LuaTeX and Unicode Math
Hello, While trying to convert some stuff from HTML to PDF (using LuaTeX) I have noticed some minor problems: unicode math characters work OK in text mode (under assumption that the font has them), but not in math mode. In pdfTeX they work OK in both cases. (That behaviour is expected, but not necessary desired.) Is there any cure to it? % in LM, most characters are not present in otf fonts, so with LM this wouldn't work at all. Iwona is slightly better in that respect. \beginOLDTEX \enableregime[utf-8] \usetypescript[iwona][ec] \endOLDTEX \beginNEWTEX \usetypescript[iwona] \endNEWTEX \setupbodyfont[iwona] \def\testA{(φ)} % 03c6 \def\testB{(・)} % 00b7 \def\testC{(≤)} % 2264 \starttext \testA\testB\testC\crlf $\testA\testB\testC$ \stoptext I could/should solve the problem with better handling of xml entities or with fallbacks (if φ is not present in font, use \phi etc.), but I don't know how to do either of them. I would normally say something like \chardef`φ=\active \defφ{\phi} to solve the problem, but that doesn't work when doing XML conversion. Thanks, Mojca
Hi,
While trying to convert some stuff from HTML to PDF (using LuaTeX) I have noticed some minor problems: unicode math characters work OK in text mode (under assumption that the font has them), but not in math mode. In pdfTeX they work OK in both cases. (That behaviour is expected, but not necessary desired.)
I know about this, and this is one of the main reason that I am still using pdftex for day to day work. I have become used to typing most of my math in unicode, and now none of it works (with luatex). But I have been too busy to actually try to understand what is happening behind the scences.
Is there any cure to it?

========================

DIRECTIONS
a: In the thread on LuaTeX and Unicode math, why does the person replying still use pdfTeX for everyday work?
b: Write a continuation of the thread on LuaTeX and Unicode math that picks up after its final line.

Dataset excerpts on object pointing
========================

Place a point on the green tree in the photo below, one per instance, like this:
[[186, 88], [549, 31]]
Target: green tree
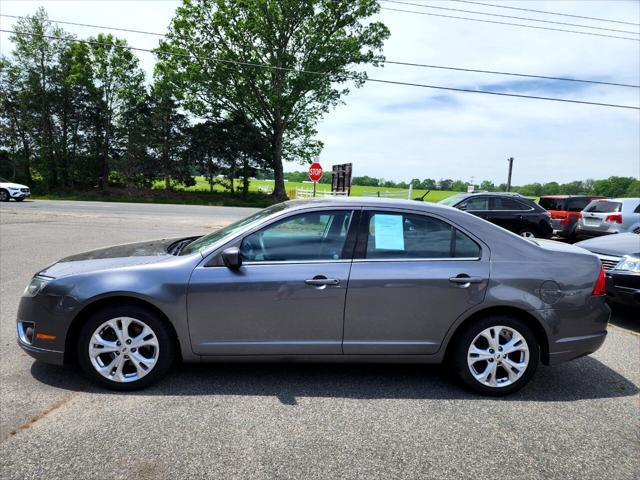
[[116, 72], [217, 42]]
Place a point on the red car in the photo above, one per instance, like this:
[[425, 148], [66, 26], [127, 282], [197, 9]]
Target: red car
[[565, 211]]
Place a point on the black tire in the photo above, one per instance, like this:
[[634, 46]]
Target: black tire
[[528, 230], [166, 346], [458, 357]]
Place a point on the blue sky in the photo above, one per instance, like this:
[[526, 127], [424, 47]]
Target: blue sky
[[398, 132]]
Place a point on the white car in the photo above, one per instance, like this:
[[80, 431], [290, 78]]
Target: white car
[[9, 190]]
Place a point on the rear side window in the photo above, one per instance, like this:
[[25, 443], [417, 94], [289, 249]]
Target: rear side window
[[503, 203], [409, 236], [604, 206], [553, 203], [476, 203]]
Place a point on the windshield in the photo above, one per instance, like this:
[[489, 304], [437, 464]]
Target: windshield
[[205, 242], [451, 201]]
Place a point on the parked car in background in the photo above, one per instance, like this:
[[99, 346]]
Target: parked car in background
[[346, 280], [620, 256], [512, 211], [9, 190], [565, 212], [606, 216]]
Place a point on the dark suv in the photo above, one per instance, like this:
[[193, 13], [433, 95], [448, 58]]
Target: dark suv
[[565, 211], [507, 210]]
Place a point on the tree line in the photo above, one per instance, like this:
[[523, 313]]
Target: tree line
[[608, 187], [231, 94]]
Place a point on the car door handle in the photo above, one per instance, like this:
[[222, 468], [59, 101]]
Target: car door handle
[[465, 280], [322, 281]]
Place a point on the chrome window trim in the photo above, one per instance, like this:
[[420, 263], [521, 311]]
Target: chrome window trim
[[441, 259]]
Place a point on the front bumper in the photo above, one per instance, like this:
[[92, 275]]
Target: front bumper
[[22, 193], [53, 357]]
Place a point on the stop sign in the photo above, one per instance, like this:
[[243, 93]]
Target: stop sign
[[315, 172]]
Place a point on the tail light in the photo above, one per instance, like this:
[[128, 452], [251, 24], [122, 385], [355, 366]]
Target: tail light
[[600, 287]]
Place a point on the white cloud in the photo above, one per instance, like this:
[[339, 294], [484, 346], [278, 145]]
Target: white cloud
[[400, 132]]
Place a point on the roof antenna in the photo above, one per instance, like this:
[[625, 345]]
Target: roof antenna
[[421, 199]]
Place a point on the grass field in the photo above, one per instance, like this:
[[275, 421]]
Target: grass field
[[356, 191]]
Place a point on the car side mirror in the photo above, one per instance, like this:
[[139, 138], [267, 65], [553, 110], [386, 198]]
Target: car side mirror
[[232, 258]]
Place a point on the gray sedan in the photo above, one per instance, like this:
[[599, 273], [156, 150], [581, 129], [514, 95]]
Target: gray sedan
[[328, 280]]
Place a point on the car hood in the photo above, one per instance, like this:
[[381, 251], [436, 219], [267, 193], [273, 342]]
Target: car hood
[[118, 256], [616, 245]]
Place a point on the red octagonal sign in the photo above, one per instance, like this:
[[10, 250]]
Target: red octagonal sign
[[315, 172]]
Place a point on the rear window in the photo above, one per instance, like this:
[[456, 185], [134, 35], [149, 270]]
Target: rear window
[[553, 203], [603, 206]]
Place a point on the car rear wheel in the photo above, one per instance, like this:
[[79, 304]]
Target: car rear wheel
[[496, 355], [528, 232], [125, 347]]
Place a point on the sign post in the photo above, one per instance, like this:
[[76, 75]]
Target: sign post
[[315, 174]]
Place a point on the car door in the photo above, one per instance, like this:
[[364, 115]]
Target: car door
[[412, 276], [287, 297]]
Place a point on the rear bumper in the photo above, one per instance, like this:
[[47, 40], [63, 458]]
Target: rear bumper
[[624, 289], [576, 347], [44, 355]]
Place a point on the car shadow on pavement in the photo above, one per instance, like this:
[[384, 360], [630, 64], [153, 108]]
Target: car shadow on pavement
[[585, 378]]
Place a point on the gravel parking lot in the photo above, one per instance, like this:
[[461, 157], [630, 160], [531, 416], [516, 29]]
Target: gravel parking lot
[[576, 420]]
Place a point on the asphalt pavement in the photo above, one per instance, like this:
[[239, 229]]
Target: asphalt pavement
[[576, 420]]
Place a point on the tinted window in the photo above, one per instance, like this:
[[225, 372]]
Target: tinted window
[[504, 203], [403, 235], [476, 203], [549, 203], [308, 236], [603, 206], [577, 204]]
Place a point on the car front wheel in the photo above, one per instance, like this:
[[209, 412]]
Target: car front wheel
[[496, 355], [125, 347]]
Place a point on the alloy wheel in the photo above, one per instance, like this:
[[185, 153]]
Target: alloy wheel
[[124, 349], [498, 356]]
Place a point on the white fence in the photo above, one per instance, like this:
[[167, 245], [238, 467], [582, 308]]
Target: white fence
[[408, 194], [308, 193]]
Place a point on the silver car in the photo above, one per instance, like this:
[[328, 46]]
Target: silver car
[[346, 280], [606, 216]]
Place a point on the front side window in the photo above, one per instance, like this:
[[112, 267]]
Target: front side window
[[476, 204], [308, 236], [410, 236], [604, 206], [504, 203]]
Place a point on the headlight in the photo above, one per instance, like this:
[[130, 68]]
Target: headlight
[[629, 264], [36, 286]]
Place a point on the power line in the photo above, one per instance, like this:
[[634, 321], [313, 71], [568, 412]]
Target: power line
[[421, 5], [509, 23], [391, 62], [547, 12], [348, 77]]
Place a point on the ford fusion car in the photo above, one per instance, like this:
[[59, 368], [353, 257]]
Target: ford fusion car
[[346, 280]]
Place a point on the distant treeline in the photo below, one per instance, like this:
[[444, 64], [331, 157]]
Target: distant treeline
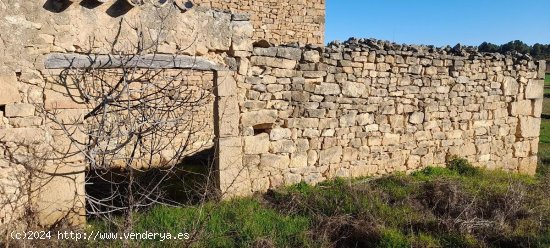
[[538, 51]]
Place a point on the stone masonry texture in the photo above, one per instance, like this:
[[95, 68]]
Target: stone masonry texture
[[288, 110], [367, 108], [282, 21]]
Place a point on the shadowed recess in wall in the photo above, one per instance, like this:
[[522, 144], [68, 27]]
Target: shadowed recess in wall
[[57, 6], [120, 7], [90, 4]]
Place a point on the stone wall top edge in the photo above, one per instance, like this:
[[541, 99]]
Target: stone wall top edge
[[420, 51]]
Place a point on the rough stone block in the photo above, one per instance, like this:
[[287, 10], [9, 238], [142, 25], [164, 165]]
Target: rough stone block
[[510, 87], [312, 56], [258, 117], [327, 89], [283, 146], [390, 139], [534, 89], [331, 155], [279, 134], [256, 144], [19, 110], [529, 127], [274, 162], [298, 160], [9, 92], [523, 107], [242, 33], [416, 118], [289, 53], [353, 89]]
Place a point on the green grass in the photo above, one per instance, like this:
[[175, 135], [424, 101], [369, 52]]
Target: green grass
[[437, 207]]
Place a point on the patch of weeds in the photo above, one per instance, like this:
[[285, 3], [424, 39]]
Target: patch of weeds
[[463, 167]]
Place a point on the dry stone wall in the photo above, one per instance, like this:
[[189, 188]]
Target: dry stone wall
[[367, 108], [33, 31], [280, 22]]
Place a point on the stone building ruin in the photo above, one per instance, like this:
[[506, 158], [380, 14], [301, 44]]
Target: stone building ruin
[[285, 109]]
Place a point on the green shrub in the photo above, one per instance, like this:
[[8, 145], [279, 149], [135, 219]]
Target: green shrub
[[463, 167], [392, 238]]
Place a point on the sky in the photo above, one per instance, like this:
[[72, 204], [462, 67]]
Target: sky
[[440, 22]]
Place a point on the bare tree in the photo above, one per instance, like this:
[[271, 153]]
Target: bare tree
[[140, 116]]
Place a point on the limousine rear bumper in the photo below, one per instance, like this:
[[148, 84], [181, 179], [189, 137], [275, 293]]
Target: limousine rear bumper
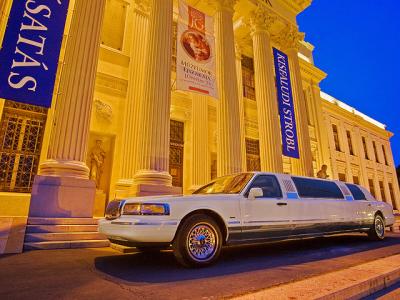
[[389, 220]]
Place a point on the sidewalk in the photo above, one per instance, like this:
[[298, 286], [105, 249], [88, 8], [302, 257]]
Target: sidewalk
[[352, 283]]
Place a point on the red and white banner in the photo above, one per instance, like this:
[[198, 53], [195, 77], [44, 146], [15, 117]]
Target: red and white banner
[[195, 58]]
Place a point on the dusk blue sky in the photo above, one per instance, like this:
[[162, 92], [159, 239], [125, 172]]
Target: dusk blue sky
[[357, 43]]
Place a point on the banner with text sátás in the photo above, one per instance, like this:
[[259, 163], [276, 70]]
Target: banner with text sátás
[[31, 49]]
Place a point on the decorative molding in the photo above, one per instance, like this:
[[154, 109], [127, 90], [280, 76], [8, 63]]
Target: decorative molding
[[112, 84], [289, 38], [103, 110], [296, 6], [238, 50], [142, 6], [261, 19], [223, 5]]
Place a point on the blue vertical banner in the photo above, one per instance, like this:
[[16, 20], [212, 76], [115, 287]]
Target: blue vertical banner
[[286, 108], [31, 49]]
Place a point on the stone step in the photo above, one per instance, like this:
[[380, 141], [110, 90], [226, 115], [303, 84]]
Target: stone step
[[66, 244], [60, 228], [63, 221], [63, 236]]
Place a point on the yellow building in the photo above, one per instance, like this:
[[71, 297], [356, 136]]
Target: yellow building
[[119, 127]]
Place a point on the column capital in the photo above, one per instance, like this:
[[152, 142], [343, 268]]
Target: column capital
[[238, 50], [289, 38], [223, 5], [142, 6], [261, 19]]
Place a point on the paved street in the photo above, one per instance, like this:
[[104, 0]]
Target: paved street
[[108, 274]]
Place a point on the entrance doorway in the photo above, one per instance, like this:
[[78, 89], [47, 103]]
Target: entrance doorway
[[21, 134]]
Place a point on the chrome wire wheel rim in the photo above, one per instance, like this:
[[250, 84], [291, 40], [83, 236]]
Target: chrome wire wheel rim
[[379, 227], [202, 242]]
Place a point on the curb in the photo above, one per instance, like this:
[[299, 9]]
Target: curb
[[366, 288], [352, 283]]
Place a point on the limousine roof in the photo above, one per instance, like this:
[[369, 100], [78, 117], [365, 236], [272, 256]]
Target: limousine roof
[[338, 182]]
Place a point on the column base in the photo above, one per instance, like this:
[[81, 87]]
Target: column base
[[152, 177], [141, 190], [62, 197], [124, 189], [64, 168]]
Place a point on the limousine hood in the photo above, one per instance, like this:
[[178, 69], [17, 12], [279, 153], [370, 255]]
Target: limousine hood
[[179, 198]]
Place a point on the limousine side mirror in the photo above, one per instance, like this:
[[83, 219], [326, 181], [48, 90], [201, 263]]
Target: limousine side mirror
[[255, 193]]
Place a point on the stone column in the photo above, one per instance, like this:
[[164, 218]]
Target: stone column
[[229, 146], [395, 182], [242, 118], [131, 126], [63, 188], [267, 104], [290, 42], [153, 175], [200, 163], [321, 129]]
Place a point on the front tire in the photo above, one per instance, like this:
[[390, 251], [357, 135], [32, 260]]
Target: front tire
[[198, 242], [377, 231]]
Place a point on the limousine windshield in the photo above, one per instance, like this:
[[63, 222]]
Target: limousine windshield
[[232, 184]]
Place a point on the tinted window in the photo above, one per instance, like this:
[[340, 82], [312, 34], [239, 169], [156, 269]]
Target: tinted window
[[356, 192], [313, 188], [269, 184]]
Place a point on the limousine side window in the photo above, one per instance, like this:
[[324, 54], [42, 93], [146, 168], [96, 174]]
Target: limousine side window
[[269, 184], [356, 192], [314, 188]]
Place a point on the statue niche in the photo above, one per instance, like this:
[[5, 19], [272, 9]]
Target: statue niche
[[97, 158]]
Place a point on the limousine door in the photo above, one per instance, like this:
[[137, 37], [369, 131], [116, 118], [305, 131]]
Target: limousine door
[[319, 208], [265, 217]]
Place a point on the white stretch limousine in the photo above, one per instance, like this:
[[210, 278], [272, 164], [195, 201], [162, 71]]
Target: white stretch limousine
[[242, 209]]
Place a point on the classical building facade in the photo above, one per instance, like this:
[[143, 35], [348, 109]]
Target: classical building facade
[[119, 127]]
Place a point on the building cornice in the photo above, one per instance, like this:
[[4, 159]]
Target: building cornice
[[312, 72]]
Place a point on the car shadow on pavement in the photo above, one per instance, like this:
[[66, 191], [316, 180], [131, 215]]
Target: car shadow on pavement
[[162, 267]]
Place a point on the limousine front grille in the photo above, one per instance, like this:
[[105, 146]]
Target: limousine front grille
[[289, 186], [113, 210]]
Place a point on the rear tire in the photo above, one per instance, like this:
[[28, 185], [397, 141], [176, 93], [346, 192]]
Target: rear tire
[[377, 230], [198, 242]]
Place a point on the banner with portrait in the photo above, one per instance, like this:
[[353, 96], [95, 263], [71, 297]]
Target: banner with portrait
[[195, 59]]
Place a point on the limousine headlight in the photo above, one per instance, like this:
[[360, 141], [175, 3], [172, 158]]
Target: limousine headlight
[[146, 209]]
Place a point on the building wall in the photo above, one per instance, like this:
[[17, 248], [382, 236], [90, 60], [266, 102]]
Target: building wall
[[375, 166]]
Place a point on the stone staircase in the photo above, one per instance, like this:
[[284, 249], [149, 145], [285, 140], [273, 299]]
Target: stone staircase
[[63, 233]]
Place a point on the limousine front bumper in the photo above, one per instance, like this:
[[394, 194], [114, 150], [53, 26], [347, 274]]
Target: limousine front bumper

========================

FINAL RESULTS
a: The person replying has grown used to typing most math in Unicode, and none of it works with LuaTeX. This is one of the main reasons for continuing to use pdfTeX for day-to-day work.

b:
AFAIK, luatex has not toched on the math handling of tex yet. There are some old ideas on how TeX's math support can be improved, and with luatex that is a real possibility. I am sure that at some stage, once some aspects of the lua functionality are more stable, this will be looked into. It makes sense to finalize mkiv support only after that.
I could/should solve the problem with better handling of xml entities or with fallbacks (if φ is not present in font, use \phi etc.), but I don't know how to do either of them.
I would normally say something like \chardef`φ=\active \defφ{\phi} to solve the problem, but that doesn't work when doing XML conversion.
Actually, for a unicode aware engine it should be the other way around \def\phi{φ} That is, all definemathcommand be changed to something like \definemathcharacter[φ][font:location] and so on. But my guess is that this will need a overhaul of the math character encoding. Again, that is something which I do not understand at the moment. Aditya
Aditya Mahajan wrote:
Hi,
While trying to convert some stuff from HTML to PDF (using LuaTeX) I have noticed some minor problems: unicode math characters work OK in text mode (under assumption that the font has them), but not in math mode. In pdfTeX they work OK in both cases. (That behaviour is expected, but not necessary desired.)
I know about this, and this is one of the main reason that I am still using pdftex for day to day work. I have become used to typing most of my math in unicode, and now none of it works (with luatex). But I have been too busy to actually try to understand what is happening behind the scences.
we just need to initialize the mappings,and i had no time for that yet, when done, we can get rid of most existing math definitions
AFAIK, luatex has not toched on the math handling of tex yet. There are some old ideas on how TeX's math support can be improved, and with luatex that is a real possibility. I am sure that at some stage, once some aspects of the lua functionality are more stable, this will be looked into. It makes sense to finalize mkiv support only after that.
sure, but adding definitions for unicode math is not that complex and should work ok
I would normally say something like \chardef`φ=\active \defφ{\phi} to solve the problem, but that doesn't work when doing XML conversion.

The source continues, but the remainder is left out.